Request: Repeat, exactly and alone, every line from the line that contains "of the house" to the end of the entries.

Extracted material:

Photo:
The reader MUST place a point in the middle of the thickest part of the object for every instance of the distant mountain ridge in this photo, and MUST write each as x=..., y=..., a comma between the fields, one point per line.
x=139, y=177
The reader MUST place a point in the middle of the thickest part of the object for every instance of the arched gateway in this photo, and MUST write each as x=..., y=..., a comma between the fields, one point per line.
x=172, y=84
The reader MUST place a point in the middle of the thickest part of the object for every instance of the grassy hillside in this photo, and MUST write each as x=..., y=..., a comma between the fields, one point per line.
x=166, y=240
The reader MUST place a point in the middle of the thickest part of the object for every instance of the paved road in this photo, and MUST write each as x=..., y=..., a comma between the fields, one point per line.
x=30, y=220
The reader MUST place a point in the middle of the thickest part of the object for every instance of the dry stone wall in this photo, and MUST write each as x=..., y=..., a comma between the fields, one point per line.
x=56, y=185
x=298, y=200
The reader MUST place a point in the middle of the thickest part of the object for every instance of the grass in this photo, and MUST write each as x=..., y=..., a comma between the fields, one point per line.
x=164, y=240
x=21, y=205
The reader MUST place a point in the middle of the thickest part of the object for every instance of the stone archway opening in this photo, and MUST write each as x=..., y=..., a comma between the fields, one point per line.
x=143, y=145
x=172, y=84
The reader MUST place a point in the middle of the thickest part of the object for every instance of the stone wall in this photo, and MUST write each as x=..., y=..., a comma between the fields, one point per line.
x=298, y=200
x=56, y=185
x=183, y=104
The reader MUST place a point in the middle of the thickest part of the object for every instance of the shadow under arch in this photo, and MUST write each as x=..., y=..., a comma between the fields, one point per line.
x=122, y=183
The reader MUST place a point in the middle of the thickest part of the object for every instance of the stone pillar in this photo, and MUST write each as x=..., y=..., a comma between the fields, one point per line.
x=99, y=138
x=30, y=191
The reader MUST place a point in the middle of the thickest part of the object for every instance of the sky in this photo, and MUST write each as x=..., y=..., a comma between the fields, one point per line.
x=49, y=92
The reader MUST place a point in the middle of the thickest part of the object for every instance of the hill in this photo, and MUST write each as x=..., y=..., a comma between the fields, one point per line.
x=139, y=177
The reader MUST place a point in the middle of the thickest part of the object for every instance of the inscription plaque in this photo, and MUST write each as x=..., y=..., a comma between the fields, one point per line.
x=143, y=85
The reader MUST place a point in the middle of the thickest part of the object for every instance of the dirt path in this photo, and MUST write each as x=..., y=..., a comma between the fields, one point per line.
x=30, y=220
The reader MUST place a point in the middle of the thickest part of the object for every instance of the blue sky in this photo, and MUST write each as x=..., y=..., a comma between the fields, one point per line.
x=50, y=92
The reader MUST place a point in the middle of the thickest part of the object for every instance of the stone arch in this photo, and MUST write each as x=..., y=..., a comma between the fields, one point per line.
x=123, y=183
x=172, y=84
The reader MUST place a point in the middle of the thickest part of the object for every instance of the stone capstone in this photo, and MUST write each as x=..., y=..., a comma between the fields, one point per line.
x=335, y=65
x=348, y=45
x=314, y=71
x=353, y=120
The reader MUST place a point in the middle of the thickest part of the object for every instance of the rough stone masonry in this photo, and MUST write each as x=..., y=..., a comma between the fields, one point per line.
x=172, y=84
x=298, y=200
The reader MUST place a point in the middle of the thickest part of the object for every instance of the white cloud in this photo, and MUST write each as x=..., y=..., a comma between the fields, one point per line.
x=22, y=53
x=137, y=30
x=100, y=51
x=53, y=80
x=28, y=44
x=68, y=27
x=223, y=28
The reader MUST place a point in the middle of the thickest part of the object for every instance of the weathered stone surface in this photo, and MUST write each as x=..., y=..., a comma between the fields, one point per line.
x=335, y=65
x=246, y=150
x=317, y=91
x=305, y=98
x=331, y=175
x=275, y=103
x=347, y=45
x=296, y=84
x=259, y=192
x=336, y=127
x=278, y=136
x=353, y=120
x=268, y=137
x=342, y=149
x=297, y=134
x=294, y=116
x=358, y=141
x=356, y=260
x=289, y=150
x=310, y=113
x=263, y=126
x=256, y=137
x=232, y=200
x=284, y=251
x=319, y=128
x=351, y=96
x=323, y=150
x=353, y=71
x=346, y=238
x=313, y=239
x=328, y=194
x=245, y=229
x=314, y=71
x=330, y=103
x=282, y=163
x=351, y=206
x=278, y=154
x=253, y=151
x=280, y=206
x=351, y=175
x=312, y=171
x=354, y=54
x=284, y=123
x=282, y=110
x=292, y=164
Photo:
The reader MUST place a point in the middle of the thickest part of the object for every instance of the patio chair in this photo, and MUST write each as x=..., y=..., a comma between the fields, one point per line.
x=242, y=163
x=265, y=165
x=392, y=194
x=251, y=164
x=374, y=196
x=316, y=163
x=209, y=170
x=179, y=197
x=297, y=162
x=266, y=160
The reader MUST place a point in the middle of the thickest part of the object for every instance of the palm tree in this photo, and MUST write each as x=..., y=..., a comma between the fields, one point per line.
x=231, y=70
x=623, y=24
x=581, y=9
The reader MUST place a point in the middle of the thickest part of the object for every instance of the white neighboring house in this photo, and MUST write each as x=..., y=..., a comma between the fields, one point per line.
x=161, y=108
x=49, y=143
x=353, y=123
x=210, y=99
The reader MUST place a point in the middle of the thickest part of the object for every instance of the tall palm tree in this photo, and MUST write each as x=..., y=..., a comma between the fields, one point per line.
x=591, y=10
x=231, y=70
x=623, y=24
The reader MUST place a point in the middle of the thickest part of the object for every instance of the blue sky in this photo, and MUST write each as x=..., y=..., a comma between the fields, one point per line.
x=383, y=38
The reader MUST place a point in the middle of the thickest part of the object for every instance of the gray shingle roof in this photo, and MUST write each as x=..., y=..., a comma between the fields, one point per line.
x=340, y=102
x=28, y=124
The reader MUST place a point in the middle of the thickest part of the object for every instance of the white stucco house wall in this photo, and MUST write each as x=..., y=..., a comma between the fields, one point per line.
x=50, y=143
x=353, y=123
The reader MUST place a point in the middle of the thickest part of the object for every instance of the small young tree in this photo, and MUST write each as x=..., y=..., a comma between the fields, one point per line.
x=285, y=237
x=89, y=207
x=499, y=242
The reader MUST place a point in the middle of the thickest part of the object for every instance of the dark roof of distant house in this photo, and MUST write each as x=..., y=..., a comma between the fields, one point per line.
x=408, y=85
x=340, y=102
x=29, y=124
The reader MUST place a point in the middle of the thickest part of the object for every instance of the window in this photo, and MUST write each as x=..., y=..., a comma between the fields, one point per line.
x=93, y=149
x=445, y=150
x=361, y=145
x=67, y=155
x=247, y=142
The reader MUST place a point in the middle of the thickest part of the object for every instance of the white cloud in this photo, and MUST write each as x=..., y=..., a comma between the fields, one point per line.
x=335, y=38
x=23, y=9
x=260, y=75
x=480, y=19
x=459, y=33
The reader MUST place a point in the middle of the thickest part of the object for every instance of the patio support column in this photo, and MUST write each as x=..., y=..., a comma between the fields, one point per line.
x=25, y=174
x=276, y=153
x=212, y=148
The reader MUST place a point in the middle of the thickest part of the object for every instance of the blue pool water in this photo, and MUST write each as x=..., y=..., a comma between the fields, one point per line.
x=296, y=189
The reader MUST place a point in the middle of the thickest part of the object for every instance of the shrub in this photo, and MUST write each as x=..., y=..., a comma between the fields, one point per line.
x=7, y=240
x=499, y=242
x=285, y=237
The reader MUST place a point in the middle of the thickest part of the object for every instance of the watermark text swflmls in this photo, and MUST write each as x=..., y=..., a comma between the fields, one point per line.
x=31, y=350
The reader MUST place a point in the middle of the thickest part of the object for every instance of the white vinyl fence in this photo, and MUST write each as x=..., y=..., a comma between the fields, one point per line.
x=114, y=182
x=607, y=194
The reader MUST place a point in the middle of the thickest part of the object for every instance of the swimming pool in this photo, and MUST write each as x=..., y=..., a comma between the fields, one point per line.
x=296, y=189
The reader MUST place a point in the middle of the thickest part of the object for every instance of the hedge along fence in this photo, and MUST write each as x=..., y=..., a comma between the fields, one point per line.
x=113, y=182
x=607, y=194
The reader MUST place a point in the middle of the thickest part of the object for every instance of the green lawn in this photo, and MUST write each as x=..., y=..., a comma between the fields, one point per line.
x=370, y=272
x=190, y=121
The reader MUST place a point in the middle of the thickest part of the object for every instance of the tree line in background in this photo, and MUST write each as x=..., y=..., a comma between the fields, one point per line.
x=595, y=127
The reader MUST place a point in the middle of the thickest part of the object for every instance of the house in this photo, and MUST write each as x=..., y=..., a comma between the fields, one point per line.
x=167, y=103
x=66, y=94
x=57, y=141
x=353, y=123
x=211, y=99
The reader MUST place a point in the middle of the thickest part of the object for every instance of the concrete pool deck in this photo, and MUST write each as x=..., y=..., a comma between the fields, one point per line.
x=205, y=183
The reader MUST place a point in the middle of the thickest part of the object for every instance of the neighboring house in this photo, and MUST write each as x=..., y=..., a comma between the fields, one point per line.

Task output:
The reader MUST place a point in the middle of the thickest part of the object for every instance of the house in this photo, and MUST write each as x=..., y=..., a comma between the fields, one point per line.
x=167, y=103
x=66, y=94
x=57, y=141
x=353, y=123
x=211, y=99
The reader MUST place a point in the middle of the thickest part of the object for every instance of the concrete pool deck in this photo, and MUST write each as x=..., y=..., a comma between the fields, one point per line.
x=205, y=183
The reader MUST place a point in the middle of the thickest part of the object for every instance of the neighboring house in this photo, and MUST write each as x=..., y=..., a comma between the fields, one point per line.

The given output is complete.